Segment Start: DATA EXTRACTS

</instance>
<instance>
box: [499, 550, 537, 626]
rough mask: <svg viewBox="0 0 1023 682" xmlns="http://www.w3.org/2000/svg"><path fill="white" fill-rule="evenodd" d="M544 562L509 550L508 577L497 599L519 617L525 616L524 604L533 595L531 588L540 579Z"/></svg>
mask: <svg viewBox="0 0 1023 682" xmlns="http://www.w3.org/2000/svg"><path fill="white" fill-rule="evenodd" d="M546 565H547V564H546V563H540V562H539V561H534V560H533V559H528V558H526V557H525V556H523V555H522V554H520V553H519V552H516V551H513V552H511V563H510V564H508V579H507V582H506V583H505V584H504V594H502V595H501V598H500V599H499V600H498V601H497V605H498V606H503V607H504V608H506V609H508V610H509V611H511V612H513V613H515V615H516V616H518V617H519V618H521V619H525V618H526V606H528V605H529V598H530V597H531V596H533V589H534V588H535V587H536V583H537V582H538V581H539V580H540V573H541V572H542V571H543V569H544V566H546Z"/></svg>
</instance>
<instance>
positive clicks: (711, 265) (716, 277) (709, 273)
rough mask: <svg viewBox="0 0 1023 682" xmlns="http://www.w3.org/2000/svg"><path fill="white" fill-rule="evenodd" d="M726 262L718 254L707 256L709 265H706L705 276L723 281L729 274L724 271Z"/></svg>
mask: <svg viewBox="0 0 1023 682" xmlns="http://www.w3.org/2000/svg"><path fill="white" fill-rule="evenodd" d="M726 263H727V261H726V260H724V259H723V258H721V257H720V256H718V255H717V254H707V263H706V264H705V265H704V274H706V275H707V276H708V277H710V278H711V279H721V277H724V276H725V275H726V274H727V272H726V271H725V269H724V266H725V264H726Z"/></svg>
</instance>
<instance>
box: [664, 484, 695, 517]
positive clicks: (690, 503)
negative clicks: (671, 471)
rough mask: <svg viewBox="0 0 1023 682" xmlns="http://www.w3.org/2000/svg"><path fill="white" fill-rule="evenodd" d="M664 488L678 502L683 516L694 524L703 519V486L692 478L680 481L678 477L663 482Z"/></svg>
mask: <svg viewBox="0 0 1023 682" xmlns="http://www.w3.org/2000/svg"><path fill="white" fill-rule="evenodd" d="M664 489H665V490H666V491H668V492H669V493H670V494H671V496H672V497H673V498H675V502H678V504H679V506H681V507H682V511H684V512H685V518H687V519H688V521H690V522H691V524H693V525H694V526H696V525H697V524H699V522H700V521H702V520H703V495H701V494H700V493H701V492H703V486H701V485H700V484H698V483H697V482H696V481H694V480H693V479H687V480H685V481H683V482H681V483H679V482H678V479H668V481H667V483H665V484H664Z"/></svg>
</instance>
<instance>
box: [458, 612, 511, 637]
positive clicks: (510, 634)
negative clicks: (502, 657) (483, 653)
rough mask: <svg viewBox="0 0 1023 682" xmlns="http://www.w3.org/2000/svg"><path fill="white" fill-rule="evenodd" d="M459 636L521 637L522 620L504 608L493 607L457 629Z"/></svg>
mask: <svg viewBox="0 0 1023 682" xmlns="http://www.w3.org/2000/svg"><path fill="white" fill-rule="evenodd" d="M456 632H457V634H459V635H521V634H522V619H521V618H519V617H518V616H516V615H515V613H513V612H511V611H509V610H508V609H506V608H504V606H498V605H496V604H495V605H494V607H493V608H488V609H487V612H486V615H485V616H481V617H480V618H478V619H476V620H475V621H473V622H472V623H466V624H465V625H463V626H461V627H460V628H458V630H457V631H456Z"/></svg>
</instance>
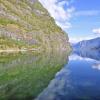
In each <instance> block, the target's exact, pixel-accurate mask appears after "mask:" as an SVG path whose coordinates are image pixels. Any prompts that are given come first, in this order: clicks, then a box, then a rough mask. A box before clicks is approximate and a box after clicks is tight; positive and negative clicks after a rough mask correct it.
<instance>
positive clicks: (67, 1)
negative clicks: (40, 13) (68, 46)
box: [39, 0, 100, 42]
mask: <svg viewBox="0 0 100 100" xmlns="http://www.w3.org/2000/svg"><path fill="white" fill-rule="evenodd" d="M39 1H40V2H41V3H42V4H43V6H44V7H45V8H46V9H47V10H48V11H49V13H50V14H51V16H52V17H53V18H54V19H55V21H56V23H57V25H59V26H60V27H61V28H62V29H63V30H64V31H65V32H66V33H68V35H69V38H70V41H71V42H77V41H80V40H83V39H90V38H95V37H100V0H39Z"/></svg>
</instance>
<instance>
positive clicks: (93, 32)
mask: <svg viewBox="0 0 100 100" xmlns="http://www.w3.org/2000/svg"><path fill="white" fill-rule="evenodd" d="M92 31H93V33H96V34H100V28H96V29H93V30H92Z"/></svg>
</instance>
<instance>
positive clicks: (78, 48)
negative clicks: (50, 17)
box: [73, 37, 100, 51]
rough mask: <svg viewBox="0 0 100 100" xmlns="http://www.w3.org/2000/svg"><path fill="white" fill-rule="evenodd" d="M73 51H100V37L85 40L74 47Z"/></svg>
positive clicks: (73, 48)
mask: <svg viewBox="0 0 100 100" xmlns="http://www.w3.org/2000/svg"><path fill="white" fill-rule="evenodd" d="M73 50H74V51H75V50H99V51H100V37H98V38H95V39H91V40H84V41H81V42H78V43H76V44H74V45H73Z"/></svg>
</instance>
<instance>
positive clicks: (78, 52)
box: [0, 51, 100, 100]
mask: <svg viewBox="0 0 100 100" xmlns="http://www.w3.org/2000/svg"><path fill="white" fill-rule="evenodd" d="M34 99H36V100H100V51H93V52H92V51H91V52H90V51H89V52H85V51H84V52H81V51H80V52H79V51H78V52H73V53H72V54H71V55H70V56H69V57H68V54H66V53H48V54H46V53H45V54H42V55H40V54H34V53H17V54H16V53H15V54H6V53H2V54H0V100H34Z"/></svg>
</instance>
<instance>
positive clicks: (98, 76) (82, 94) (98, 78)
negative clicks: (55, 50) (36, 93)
mask: <svg viewBox="0 0 100 100" xmlns="http://www.w3.org/2000/svg"><path fill="white" fill-rule="evenodd" d="M99 55H100V52H99V51H93V52H92V51H91V52H90V51H89V52H76V53H75V52H74V54H72V55H71V56H70V57H69V62H68V64H66V65H65V66H64V68H62V70H60V71H59V72H58V73H57V74H56V75H55V78H54V79H53V80H52V81H51V82H50V84H49V85H48V87H47V88H46V89H45V90H44V91H43V92H42V93H41V94H40V95H39V96H38V97H37V99H36V100H100V70H99V68H100V56H99Z"/></svg>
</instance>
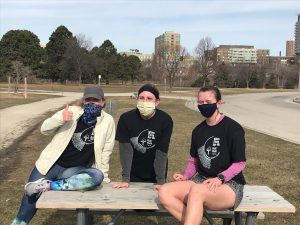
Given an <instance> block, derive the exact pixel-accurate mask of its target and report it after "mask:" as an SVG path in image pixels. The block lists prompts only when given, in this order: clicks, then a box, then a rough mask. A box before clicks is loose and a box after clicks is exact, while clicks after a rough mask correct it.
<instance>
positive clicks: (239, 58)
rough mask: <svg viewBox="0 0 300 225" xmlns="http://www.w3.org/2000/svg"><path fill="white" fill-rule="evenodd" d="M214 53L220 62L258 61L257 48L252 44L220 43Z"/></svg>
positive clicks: (249, 62) (222, 62)
mask: <svg viewBox="0 0 300 225" xmlns="http://www.w3.org/2000/svg"><path fill="white" fill-rule="evenodd" d="M214 55H215V56H214V58H215V59H216V60H217V62H218V63H225V64H228V63H230V64H238V63H251V64H252V63H257V50H256V49H254V46H250V45H220V46H219V47H217V48H215V49H214Z"/></svg>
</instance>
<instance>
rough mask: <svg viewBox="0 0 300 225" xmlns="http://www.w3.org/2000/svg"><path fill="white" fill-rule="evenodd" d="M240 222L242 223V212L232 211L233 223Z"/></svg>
mask: <svg viewBox="0 0 300 225" xmlns="http://www.w3.org/2000/svg"><path fill="white" fill-rule="evenodd" d="M242 223H243V217H242V212H234V224H236V225H242Z"/></svg>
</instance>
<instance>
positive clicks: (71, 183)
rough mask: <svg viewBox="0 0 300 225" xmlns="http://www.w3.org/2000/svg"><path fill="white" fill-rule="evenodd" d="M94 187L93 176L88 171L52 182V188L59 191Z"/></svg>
mask: <svg viewBox="0 0 300 225" xmlns="http://www.w3.org/2000/svg"><path fill="white" fill-rule="evenodd" d="M92 187H94V184H93V182H92V178H91V176H90V175H88V174H87V173H81V174H76V175H73V176H71V177H69V178H66V179H61V180H57V181H51V182H50V190H57V191H67V190H69V191H75V190H86V189H89V188H92Z"/></svg>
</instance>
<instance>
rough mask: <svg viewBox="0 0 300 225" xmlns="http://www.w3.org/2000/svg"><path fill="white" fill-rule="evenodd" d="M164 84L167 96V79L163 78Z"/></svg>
mask: <svg viewBox="0 0 300 225" xmlns="http://www.w3.org/2000/svg"><path fill="white" fill-rule="evenodd" d="M164 83H165V95H167V78H166V77H165V78H164Z"/></svg>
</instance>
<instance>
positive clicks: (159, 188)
mask: <svg viewBox="0 0 300 225" xmlns="http://www.w3.org/2000/svg"><path fill="white" fill-rule="evenodd" d="M160 187H161V185H160V184H154V185H153V189H154V190H155V191H159V189H160Z"/></svg>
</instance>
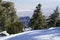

Segment End: DATA EXTRACTS

_ASSIGNMENT_: Find each line in the data above that contains the string "negative" and copy every such line in full. The match is case-sensitive.

_SOLUTION FOR THIS EXERCISE_:
negative clicks: (671, 471)
negative clicks: (502, 657) (483, 653)
In each <instance> block, the target's exact, pixel-accurate mask appears after "mask:" as an SVG path whose coordinates are image pixels. Any prompts that are given come first, in this order: clicks, then a box, then a rough mask. A box before clicks is approximate and a box after clicks is tight; positive and negative clicks after a rough mask correct it.
negative clicks: (40, 13) (68, 46)
negative clicks: (50, 17)
negative clicks: (55, 50) (36, 93)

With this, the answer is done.